Все сказанное дает основу для выяснения еще одного аспекта книги, связанного с моими замечаниями относительно несоизмеримости и ее последствий для ученых, обсуждающих выбор между сменяющими одна другую теориями [15]. В Х и XII разделах я показал, что участники таких дискуссий неизбежно по-разному воспринимают те или иные экспериментальные и наблюдаемые ситуации, к которым каждый из них обращается. Однако, поскольку лексика, посредством которой они обсуждают такие ситуации, состоит в основном из одних и тех же терминов, они должны по-разному ставить некоторые из этих терминов в соответствие с самой природой, и их коммуникация неизбежно оказывается неполной. В результате превосходство одной теории над другой не может быть окончательно установлено в процессе таких обсуждений. Вместо этого, как я уже подчеркивал, каждый участник пытается, руководствуясь своими убеждениями, "обращать в свою веру" других. Только философы серьезно исказили действительные намерения этой части моей аргументации. Некоторые из них изложили мою точку зрения следующим образом [16]: сторонники несоизмеримых теорий не могут общаться друг с другом вообще; в результате при обсуждении вопроса о выборе теории бессмысленно апеллировать к надежным основаниям; вместо этого теория должна быть выбрана, исходя в конечном счете из личных и субъективных соображений; за фактически достигнутое решение несет ответственность некоторый вид мистической апперцепции. Те места в моей книге, на которых основывались эти домыслы, более, чем другие части книги, послужили поводом для обвинений в иррациональности.

__ПОКАЗАННЫЙ МАТЕРИАЛ__:
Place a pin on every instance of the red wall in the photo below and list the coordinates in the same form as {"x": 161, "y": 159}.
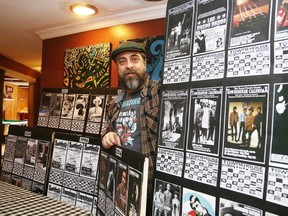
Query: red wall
{"x": 53, "y": 49}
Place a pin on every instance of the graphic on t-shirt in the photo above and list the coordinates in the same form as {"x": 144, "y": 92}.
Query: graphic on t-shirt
{"x": 126, "y": 124}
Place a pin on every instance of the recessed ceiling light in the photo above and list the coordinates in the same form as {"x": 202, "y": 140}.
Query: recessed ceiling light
{"x": 83, "y": 9}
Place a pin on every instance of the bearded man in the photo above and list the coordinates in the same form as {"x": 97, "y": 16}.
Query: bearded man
{"x": 132, "y": 119}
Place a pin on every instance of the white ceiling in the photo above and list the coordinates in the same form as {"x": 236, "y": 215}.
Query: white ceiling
{"x": 25, "y": 23}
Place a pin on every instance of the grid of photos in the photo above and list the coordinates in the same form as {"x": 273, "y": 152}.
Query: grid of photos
{"x": 25, "y": 161}
{"x": 74, "y": 169}
{"x": 234, "y": 159}
{"x": 121, "y": 187}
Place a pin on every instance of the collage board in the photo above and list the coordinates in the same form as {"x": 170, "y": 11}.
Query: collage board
{"x": 26, "y": 157}
{"x": 222, "y": 133}
{"x": 76, "y": 170}
{"x": 75, "y": 110}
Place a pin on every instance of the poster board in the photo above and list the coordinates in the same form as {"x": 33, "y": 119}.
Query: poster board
{"x": 234, "y": 157}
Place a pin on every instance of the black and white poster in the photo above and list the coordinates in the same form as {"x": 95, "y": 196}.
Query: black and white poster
{"x": 84, "y": 201}
{"x": 170, "y": 161}
{"x": 59, "y": 154}
{"x": 279, "y": 147}
{"x": 102, "y": 179}
{"x": 178, "y": 35}
{"x": 122, "y": 182}
{"x": 108, "y": 101}
{"x": 281, "y": 20}
{"x": 54, "y": 191}
{"x": 205, "y": 120}
{"x": 55, "y": 110}
{"x": 250, "y": 22}
{"x": 280, "y": 57}
{"x": 69, "y": 196}
{"x": 134, "y": 193}
{"x": 249, "y": 61}
{"x": 277, "y": 187}
{"x": 44, "y": 109}
{"x": 209, "y": 66}
{"x": 176, "y": 71}
{"x": 20, "y": 152}
{"x": 173, "y": 120}
{"x": 243, "y": 178}
{"x": 210, "y": 26}
{"x": 80, "y": 110}
{"x": 67, "y": 111}
{"x": 90, "y": 160}
{"x": 166, "y": 199}
{"x": 245, "y": 130}
{"x": 201, "y": 168}
{"x": 95, "y": 114}
{"x": 74, "y": 156}
{"x": 229, "y": 207}
{"x": 111, "y": 186}
{"x": 197, "y": 203}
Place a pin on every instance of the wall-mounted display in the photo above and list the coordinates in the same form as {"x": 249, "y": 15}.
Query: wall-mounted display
{"x": 87, "y": 66}
{"x": 234, "y": 157}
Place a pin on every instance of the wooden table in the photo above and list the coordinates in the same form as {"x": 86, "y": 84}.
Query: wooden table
{"x": 17, "y": 201}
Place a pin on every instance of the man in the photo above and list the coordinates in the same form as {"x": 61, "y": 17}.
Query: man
{"x": 212, "y": 123}
{"x": 197, "y": 207}
{"x": 167, "y": 200}
{"x": 242, "y": 119}
{"x": 158, "y": 201}
{"x": 121, "y": 192}
{"x": 175, "y": 205}
{"x": 257, "y": 123}
{"x": 132, "y": 119}
{"x": 234, "y": 118}
{"x": 249, "y": 125}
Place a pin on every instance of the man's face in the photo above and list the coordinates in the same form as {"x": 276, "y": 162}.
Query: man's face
{"x": 198, "y": 208}
{"x": 131, "y": 70}
{"x": 124, "y": 176}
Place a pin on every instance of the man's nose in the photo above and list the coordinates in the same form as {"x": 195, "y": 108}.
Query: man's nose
{"x": 129, "y": 64}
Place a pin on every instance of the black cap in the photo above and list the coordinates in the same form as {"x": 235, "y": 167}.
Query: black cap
{"x": 127, "y": 46}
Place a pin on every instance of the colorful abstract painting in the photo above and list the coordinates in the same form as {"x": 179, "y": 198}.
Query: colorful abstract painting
{"x": 87, "y": 66}
{"x": 155, "y": 51}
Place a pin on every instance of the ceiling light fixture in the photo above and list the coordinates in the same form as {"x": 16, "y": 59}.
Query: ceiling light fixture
{"x": 83, "y": 9}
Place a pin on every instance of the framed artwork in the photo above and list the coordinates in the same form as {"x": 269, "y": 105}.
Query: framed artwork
{"x": 87, "y": 66}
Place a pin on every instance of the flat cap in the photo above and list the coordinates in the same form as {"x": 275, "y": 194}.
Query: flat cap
{"x": 127, "y": 46}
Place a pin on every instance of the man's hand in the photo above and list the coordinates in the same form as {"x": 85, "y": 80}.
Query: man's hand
{"x": 110, "y": 139}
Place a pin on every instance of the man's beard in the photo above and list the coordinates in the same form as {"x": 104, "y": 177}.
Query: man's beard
{"x": 133, "y": 83}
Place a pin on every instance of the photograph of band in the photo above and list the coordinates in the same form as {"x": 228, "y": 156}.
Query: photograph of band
{"x": 195, "y": 203}
{"x": 279, "y": 148}
{"x": 204, "y": 120}
{"x": 246, "y": 122}
{"x": 167, "y": 199}
{"x": 173, "y": 114}
{"x": 210, "y": 26}
{"x": 178, "y": 35}
{"x": 250, "y": 22}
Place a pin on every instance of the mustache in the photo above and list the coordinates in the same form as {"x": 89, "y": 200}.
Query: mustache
{"x": 127, "y": 72}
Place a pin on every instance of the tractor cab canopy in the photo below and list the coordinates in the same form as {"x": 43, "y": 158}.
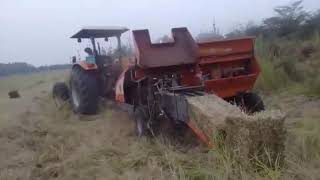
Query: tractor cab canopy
{"x": 95, "y": 32}
{"x": 100, "y": 32}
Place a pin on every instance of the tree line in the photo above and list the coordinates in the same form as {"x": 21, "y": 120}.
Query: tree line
{"x": 23, "y": 68}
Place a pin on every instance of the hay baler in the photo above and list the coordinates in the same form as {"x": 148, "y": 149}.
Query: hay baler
{"x": 164, "y": 74}
{"x": 156, "y": 85}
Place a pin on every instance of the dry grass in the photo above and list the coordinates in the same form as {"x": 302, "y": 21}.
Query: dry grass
{"x": 40, "y": 142}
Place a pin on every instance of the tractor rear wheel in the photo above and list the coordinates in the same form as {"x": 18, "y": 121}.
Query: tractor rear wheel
{"x": 84, "y": 91}
{"x": 60, "y": 90}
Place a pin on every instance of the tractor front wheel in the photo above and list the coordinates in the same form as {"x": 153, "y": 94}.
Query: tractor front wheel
{"x": 84, "y": 91}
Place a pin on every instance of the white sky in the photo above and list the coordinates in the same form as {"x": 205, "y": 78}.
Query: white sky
{"x": 38, "y": 31}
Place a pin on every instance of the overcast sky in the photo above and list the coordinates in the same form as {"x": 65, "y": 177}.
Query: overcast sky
{"x": 38, "y": 31}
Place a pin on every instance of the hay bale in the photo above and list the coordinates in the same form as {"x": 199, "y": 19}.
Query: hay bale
{"x": 13, "y": 94}
{"x": 244, "y": 136}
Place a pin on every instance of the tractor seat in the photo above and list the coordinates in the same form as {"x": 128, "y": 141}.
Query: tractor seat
{"x": 151, "y": 55}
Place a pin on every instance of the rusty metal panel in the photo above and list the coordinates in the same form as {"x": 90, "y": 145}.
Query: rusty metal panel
{"x": 226, "y": 47}
{"x": 149, "y": 55}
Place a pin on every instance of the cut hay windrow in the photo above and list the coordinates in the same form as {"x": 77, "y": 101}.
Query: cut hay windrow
{"x": 260, "y": 136}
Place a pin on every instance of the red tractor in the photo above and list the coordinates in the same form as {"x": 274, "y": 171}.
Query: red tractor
{"x": 162, "y": 75}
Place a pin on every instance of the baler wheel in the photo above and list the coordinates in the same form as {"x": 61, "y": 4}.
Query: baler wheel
{"x": 84, "y": 91}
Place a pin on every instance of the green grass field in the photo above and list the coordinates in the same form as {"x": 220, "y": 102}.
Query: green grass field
{"x": 38, "y": 141}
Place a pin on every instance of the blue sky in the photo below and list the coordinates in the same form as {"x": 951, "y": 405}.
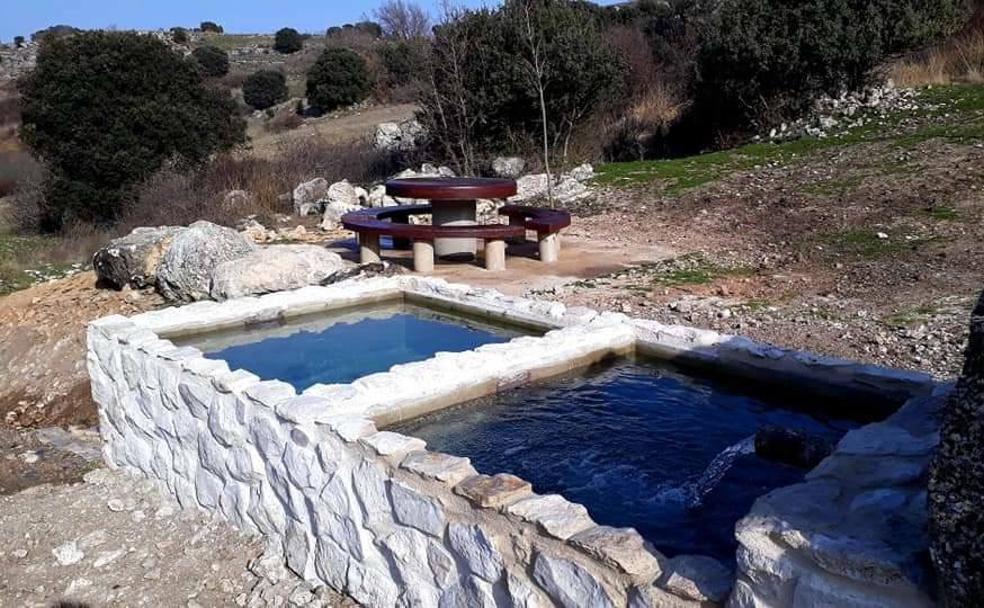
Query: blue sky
{"x": 22, "y": 17}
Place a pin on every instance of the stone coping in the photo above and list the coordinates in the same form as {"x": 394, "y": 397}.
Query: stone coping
{"x": 139, "y": 377}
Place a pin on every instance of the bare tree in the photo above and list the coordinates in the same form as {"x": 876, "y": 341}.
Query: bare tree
{"x": 403, "y": 20}
{"x": 536, "y": 66}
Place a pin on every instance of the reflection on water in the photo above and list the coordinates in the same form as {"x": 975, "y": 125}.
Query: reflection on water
{"x": 638, "y": 445}
{"x": 341, "y": 347}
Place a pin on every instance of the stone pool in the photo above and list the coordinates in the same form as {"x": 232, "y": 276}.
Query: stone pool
{"x": 392, "y": 521}
{"x": 638, "y": 443}
{"x": 346, "y": 345}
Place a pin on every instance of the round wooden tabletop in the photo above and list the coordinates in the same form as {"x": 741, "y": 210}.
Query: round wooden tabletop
{"x": 451, "y": 188}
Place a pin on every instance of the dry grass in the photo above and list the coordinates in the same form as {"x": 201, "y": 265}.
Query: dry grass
{"x": 958, "y": 60}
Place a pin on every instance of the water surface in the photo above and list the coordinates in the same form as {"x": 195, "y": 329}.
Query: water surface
{"x": 343, "y": 346}
{"x": 639, "y": 445}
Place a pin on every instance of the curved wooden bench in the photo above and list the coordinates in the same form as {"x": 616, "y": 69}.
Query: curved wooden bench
{"x": 546, "y": 222}
{"x": 371, "y": 223}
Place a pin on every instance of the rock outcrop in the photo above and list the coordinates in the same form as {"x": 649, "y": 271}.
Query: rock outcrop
{"x": 274, "y": 268}
{"x": 510, "y": 167}
{"x": 403, "y": 136}
{"x": 956, "y": 482}
{"x": 132, "y": 260}
{"x": 308, "y": 196}
{"x": 185, "y": 270}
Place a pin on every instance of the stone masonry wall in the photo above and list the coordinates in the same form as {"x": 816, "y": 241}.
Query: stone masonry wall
{"x": 373, "y": 513}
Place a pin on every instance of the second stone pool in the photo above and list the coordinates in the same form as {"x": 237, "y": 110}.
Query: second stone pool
{"x": 639, "y": 444}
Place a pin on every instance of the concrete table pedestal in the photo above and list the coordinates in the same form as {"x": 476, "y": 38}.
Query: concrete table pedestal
{"x": 454, "y": 203}
{"x": 455, "y": 213}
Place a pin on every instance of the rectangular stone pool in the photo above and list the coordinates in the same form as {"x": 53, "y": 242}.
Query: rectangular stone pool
{"x": 342, "y": 346}
{"x": 639, "y": 444}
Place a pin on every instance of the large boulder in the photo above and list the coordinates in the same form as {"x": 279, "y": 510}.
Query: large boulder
{"x": 510, "y": 167}
{"x": 956, "y": 481}
{"x": 343, "y": 193}
{"x": 309, "y": 196}
{"x": 403, "y": 136}
{"x": 185, "y": 271}
{"x": 332, "y": 218}
{"x": 274, "y": 268}
{"x": 132, "y": 260}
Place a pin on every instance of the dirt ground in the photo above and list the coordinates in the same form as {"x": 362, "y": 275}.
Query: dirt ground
{"x": 112, "y": 540}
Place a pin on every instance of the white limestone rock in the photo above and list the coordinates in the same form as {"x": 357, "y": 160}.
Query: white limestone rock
{"x": 185, "y": 271}
{"x": 582, "y": 173}
{"x": 411, "y": 508}
{"x": 68, "y": 554}
{"x": 395, "y": 445}
{"x": 509, "y": 167}
{"x": 622, "y": 548}
{"x": 554, "y": 514}
{"x": 132, "y": 260}
{"x": 697, "y": 577}
{"x": 476, "y": 550}
{"x": 568, "y": 584}
{"x": 309, "y": 196}
{"x": 441, "y": 467}
{"x": 274, "y": 268}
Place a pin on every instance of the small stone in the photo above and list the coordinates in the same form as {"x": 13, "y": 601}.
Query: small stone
{"x": 554, "y": 514}
{"x": 697, "y": 577}
{"x": 441, "y": 467}
{"x": 68, "y": 554}
{"x": 386, "y": 443}
{"x": 93, "y": 539}
{"x": 568, "y": 584}
{"x": 108, "y": 557}
{"x": 619, "y": 547}
{"x": 116, "y": 505}
{"x": 494, "y": 491}
{"x": 416, "y": 510}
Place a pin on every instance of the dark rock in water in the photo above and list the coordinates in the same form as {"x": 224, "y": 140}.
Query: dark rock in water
{"x": 365, "y": 271}
{"x": 791, "y": 447}
{"x": 132, "y": 259}
{"x": 956, "y": 482}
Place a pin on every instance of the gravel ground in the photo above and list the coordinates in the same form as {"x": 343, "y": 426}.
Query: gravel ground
{"x": 114, "y": 540}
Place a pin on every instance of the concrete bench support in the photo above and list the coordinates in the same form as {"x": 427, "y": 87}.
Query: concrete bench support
{"x": 423, "y": 256}
{"x": 495, "y": 255}
{"x": 368, "y": 247}
{"x": 549, "y": 246}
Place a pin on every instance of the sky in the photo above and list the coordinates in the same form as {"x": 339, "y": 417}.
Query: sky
{"x": 22, "y": 17}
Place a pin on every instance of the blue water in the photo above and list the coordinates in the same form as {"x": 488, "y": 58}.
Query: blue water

__ЗАДАНИЕ__: Согласно исходному тексту, в каких разделах книги показано, что участники дискуссий о выборе теории по-разному воспринимают экспериментальные и наблюдаемые ситуации? Строки взяты из другого источника.

__ПРАВИЛЬНЫЙ ОТВЕТ__: В X и XII разделах.